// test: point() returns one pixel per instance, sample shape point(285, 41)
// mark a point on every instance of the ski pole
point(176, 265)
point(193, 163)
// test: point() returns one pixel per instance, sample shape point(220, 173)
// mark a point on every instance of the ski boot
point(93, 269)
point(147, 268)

☆ ☆ ☆

**STATED TASK**
Write out every line of the records above again, with no changes.

**THE RESPONSE**
// test: point() returns one pixel per instance, sample shape point(285, 41)
// mark a point on every instance of the ski pole
point(176, 265)
point(193, 163)
// test: point() returns one pixel per instance, sample shape point(220, 173)
// mark a point on every instance of the ski boot
point(93, 269)
point(147, 268)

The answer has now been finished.